▶ [DATA]:
* * *

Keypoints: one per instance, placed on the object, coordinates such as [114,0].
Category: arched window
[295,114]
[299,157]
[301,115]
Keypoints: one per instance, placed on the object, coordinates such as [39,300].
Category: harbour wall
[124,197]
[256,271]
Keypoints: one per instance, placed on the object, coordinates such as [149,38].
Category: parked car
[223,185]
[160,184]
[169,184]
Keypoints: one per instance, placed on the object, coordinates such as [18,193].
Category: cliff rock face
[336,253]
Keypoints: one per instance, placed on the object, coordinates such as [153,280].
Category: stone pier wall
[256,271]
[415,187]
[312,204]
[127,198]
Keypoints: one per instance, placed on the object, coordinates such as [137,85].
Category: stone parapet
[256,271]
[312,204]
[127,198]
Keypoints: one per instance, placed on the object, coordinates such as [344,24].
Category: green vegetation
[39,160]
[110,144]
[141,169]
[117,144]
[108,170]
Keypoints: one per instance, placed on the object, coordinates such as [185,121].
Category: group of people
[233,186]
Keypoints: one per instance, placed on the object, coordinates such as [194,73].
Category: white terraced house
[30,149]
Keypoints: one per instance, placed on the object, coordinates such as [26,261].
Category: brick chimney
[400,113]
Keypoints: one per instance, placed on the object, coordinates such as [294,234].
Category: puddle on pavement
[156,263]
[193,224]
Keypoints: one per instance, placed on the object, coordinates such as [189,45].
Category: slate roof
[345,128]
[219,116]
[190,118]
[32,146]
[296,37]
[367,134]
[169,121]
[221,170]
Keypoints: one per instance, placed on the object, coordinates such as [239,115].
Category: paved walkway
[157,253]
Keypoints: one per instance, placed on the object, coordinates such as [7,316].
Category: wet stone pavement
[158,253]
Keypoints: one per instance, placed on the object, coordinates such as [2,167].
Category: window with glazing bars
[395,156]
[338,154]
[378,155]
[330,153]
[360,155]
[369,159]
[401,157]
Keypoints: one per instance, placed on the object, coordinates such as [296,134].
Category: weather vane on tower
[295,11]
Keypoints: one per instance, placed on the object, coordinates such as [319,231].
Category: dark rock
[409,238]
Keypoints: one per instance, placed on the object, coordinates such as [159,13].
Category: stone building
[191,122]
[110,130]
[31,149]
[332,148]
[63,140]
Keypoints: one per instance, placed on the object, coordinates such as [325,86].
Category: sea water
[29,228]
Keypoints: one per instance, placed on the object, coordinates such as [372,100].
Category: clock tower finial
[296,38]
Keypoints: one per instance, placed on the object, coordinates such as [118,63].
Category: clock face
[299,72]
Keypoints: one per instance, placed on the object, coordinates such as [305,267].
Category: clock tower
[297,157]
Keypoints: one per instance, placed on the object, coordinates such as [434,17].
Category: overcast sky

* * *

▶ [TASK DESCRIPTION]:
The answer is the run of lines that starts at the one containing "Category: stone building" and ends at the last line of the material, reproduced exactly.

▶ [ANSWER TO THIS TASK]:
Category: stone building
[191,122]
[110,130]
[31,149]
[332,148]
[63,140]
Keypoints: one per instance, placed on the object, coordinates such as [325,86].
Category: sea water
[29,228]
Keypoints: one per instance, placed on the object, coordinates such as [372,100].
Category: clock tower finial
[296,38]
Keypoints: one per instance, placed on the object, coordinates such as [118,63].
Category: clock face
[299,72]
Keypoints: one per instance, placed on the object, coordinates such as [305,267].
Category: clock tower
[297,157]
Keypoints: one per instance, placed on the object, coordinates such as [434,17].
Category: overcast sky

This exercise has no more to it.